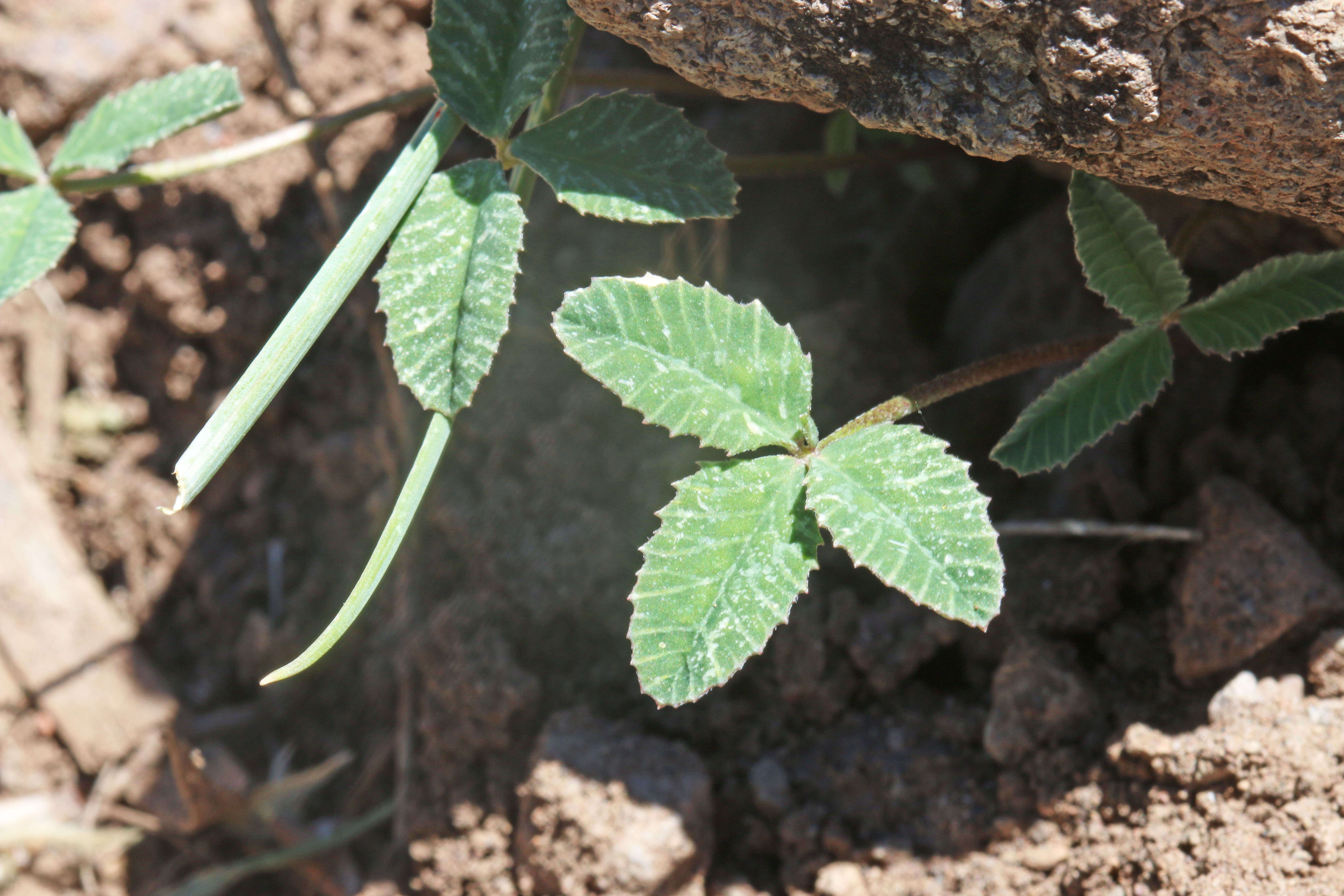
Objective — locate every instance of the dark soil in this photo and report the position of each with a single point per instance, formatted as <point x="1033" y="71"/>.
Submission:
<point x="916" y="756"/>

==

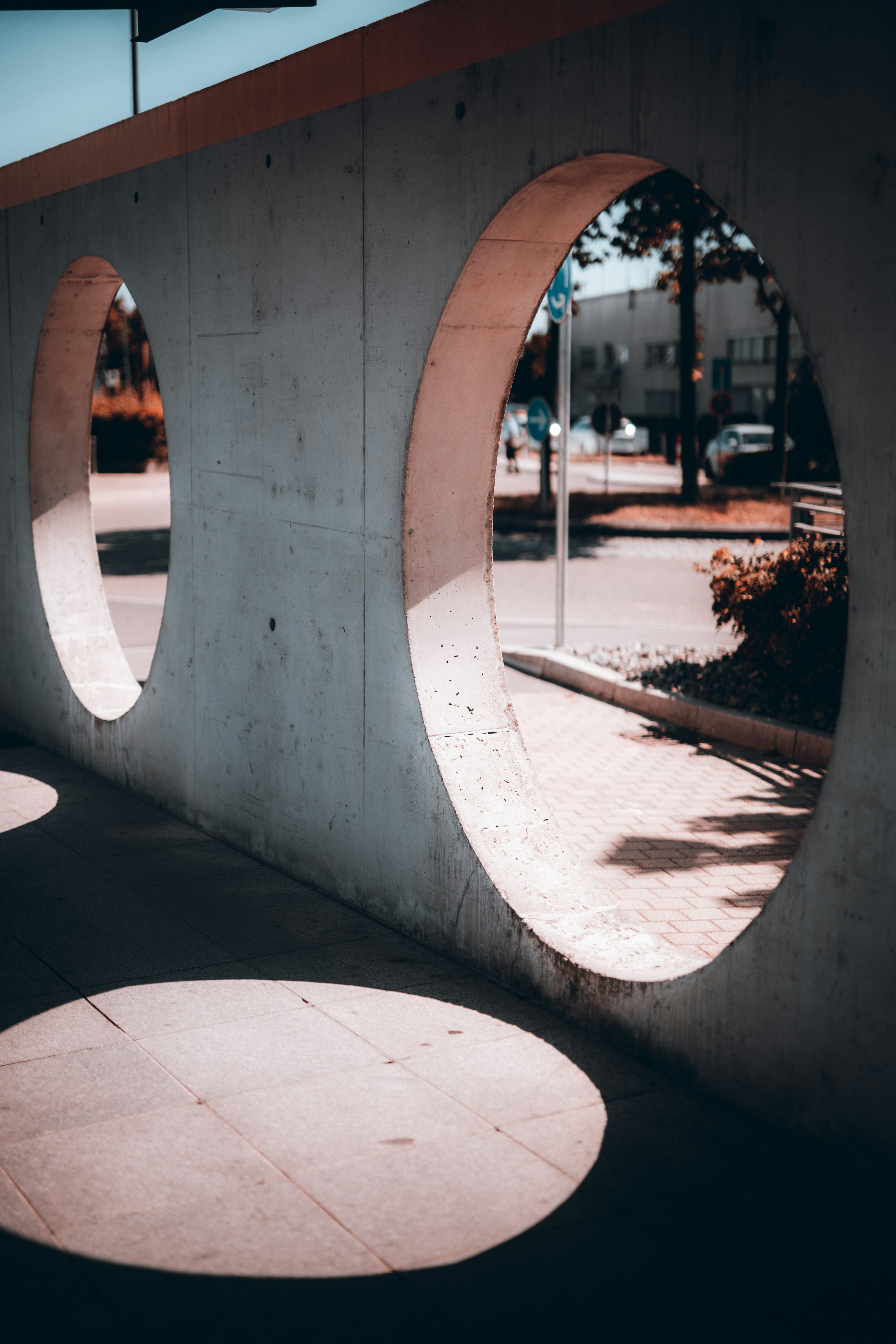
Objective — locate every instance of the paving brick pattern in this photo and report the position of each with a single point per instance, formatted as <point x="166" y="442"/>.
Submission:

## DIRECTION
Collect every line above that contains the string "each", treating uppercase and lowercase letters as distinct.

## COMPLETED TASK
Objective — locate every instance of the dark soil in this photo and report the position of each with a single point per instance, formatted as <point x="1033" y="71"/>.
Objective — locate every instance of the paving brick pattern in this photo and report the position of each with a single point per instance, formatted as <point x="166" y="442"/>.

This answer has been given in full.